Breaking Point: From Teacher Burnout to a New Life Abroad
How Teaching in America Pushed Me to Leave Everything Behind and Start Over in Portugal, then France
After years of teaching in America, I reached a breaking point that led me to leave everything behind and start over in Portugal, then France. Teaching burnout, relentless spreadsheets, and a flawed education system just pushed me OUT, but I wasn’t sure where to just yet. In this post, I share the challenges of moving abroad, navigating the chaos of selling a home in New York, and unexpected lessons learned along the way. Leaving the U.S. changed my life - and it’s still changing it.
The Hangover of it all…
Nothing is really settled yet. I’m still not sure if France is where we’ll wind up, but it’s where we are for now.
Three years ago, I had thought we’d be somewhere entirely different. And three years before that, I never thought we’d leave the U.S. at all. In the middle, it’s likely something has switched, something was taken away and I’m not sure what will take its place - but it’s better.
As I’ve said to a lot of people over there years, I may not know if I’ll be content with the next thing, but I know I am miserable here. No matter how much I was trying to make it work for nearly 20 years in education, it kept getting harder, more complicated and I needed more time to recover, if I ever did.
It’s difficult to recall exactly what I was thinking back then—what state of mind I was in. Thinking back about our move from America in 2021, I now know that I wasn’t able to make a lot of the decisions I might choose today. I didn’t even know what was available, what I would discover.
Every country is much different than you expect it to be, at least some of the time. Leaving the country changed so much for me, and these past few years have been filled with intense learning.
I’d love to help others avoid the headaches and stresses that we experienced, but I also know that I might not have had the necessary information at the time. I don’t think I fully understood what questions to ask. Even if I had, I’m not sure I would have been clear-headed enough to make better decisions.
Our goal was to leave by October 15, thinking that everything back home would be wrapped up and we’d start fresh in Portugal. Even then, I said that I would need at least 6 months to kind of get over my New York Hangover, as I was calling it. That made sense at the time, but it didn’t happen that way. It took a lot longer for a lot of different reasons. Selling a home is stressful for anyone, from what I’ve heard, but selling a home in New York felt like pure chaos—far beyond what I expected.

##########

◆ Directions ◆
- 1) Answer these questions using the post on leaving teaching:
(a) In what year did the move from America take place?
(b) For roughly how many years did the writer try to make it work in education?
(c) By what date did the writer aim to leave?
- 2) Reproduce a portion of the post on leaving teaching word for word, starting with "The Hangover of" and going on through "but it’s better.".
- 3) Supply the next part of the post on leaving teaching, picking up after its final sentence.
The material placed after the post on leaving teaching is separate from it.

◆ Supplied data ◆
##########

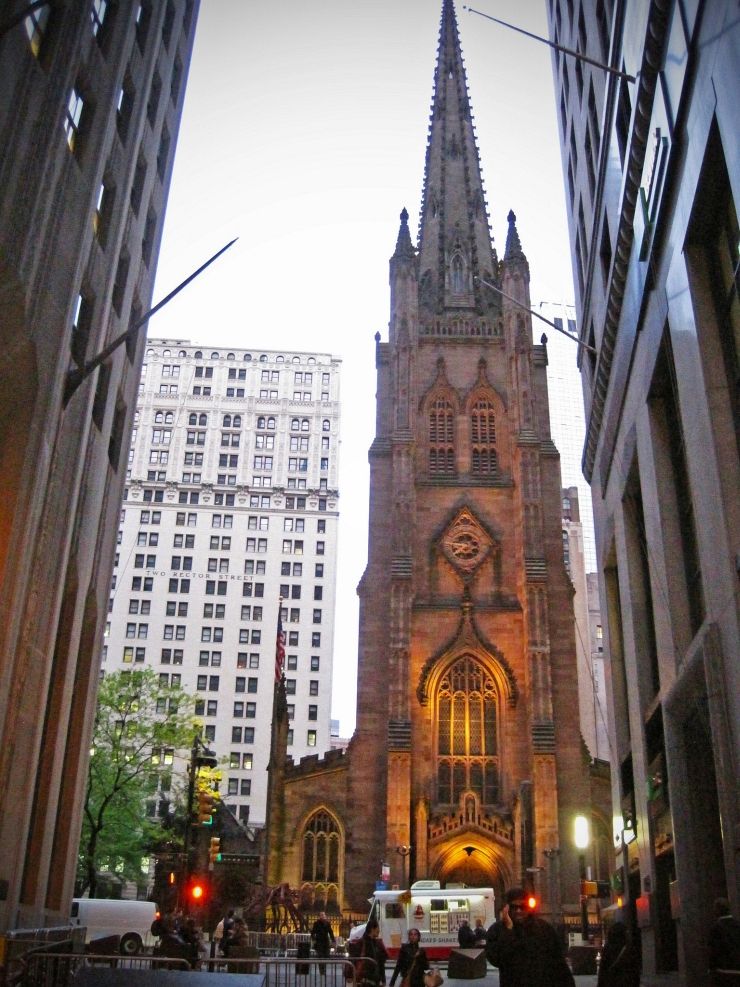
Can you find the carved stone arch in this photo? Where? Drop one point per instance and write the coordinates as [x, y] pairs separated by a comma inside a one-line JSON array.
[[467, 639], [321, 836], [485, 412], [467, 696], [440, 407], [440, 385]]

##########

◆ Solved problems ◆
- 1)
(a) 2021
(b) Nearly 20 years
(c) October 15

- 2)
The Hangover of it all…
Nothing is really settled yet. I’m still not sure if France is where we’ll wind up, but it’s where we are for now.
Three years ago, I had thought we’d be somewhere entirely different. And three years before that, I never thought we’d leave the U.S. at all. In the middle, it’s likely something has switched, something was taken away and I’m not sure what will take its place - but it’s better.

- 3)
At one point, someone involved in the sale even had a breakdown and ended up in a mental care facility. I don’t think it was directly related, but it was definitely part of the chaos surrounding that period. With everything up in the air—selling, packing, letting go of so much—I don’t think I could have considered any other options at the time. Even the guy who had the breakdown became a footnote in the end. Not for him, obviously, but for us—well, we just had too much on our plate.
If I could change one thing, it would be to slow down.
We were in a frenzy—selling furniture, saying goodbye to friends, clearing out our lives. We ended up getting rid of 95 to 99% of everything we owned. These were things we had accumulated over the years, some of which we loved, though not all. It felt like deciding on our inheritances before we died, which, in a strange way, wasn’t the worst way to think about it.
In the middle of all of this, we were also quitting our jobs – our careers, really – and not at an ideal time, but I couldn’t have imagined it another way either.

I was a teacher.
I still think of myself as a teacher, which is part of the reason I think I did so poorly in Education.
It might sound strange, but being inside the system meant I could see all of its flaws up close, and those flaws frustrated me deeply. I have heard about this from many, many teachers over the years. It’s a country-wide problem. For years, I felt like I was under constant assault. Of course, there were a lot of great memories as well and I think that I did really great work for many children for many years, but it was so much work to sustain that beyond just preparing, teaching, taking care of children.
Dealing with difficult adults is a big part of what makes Education such a hard business. The kids are alright - really. I’ve said it for years of teaching in Brooklyn and the Bronx – the overwhelming majority of kids are actually great and curious young people. It’s just true.
People outside the education might blame the system or even the teachers, but in truth, teachers are some of the most accountable people in society. We’re the ones who face the relentless questions of children, their struggles to understand the world we’ve handed them, and their attempts to make sense of it all.
Of course, parents share this responsibility, but it’s a fundamentally different relationship. These are their own children. Very few people are held accountable for someone else’s kids. Yet, there are always those who point fingers at the few flawed individuals in the profession—punching down on teachers seems to be a popular sport.

Society builds an education system, but it often uses the wrong metaphors—military, business, competition. These frameworks are not suited for teaching children. Education should be expansive, a process that fosters growth and exploration, not something to be commodified or confined. It feels almost cliché to have to say this, yet so many argue otherwise, and they argue loudly.
That said, outsiders rarely caused problems in my day-to-day work. Most of my experiences with the kids and their families were positive.
It was never the kids, even if they could be challenging at times. It was the adults. Always.
The data value of children
One of the last conversations I had with my last principal summed up a lot of the problems I’d experienced. She had just drilled me for ten minutes about a spreadsheet I hadn’t filled out correctly, yet never once asked about what I was actually teaching my students. She was clearly frustrated because beyond the usual Hello and Good Morning exchanges we might have had, the overwhelming amount of our conversations that I remember were about these kinds of spreadsheets.
After 15 years of these types of conversations with one principal or another, I had learned to gloss over them. As she went through her speech, explaining to me the information, pointing to specific boxes and then colorful charts, the importance of it, and so on.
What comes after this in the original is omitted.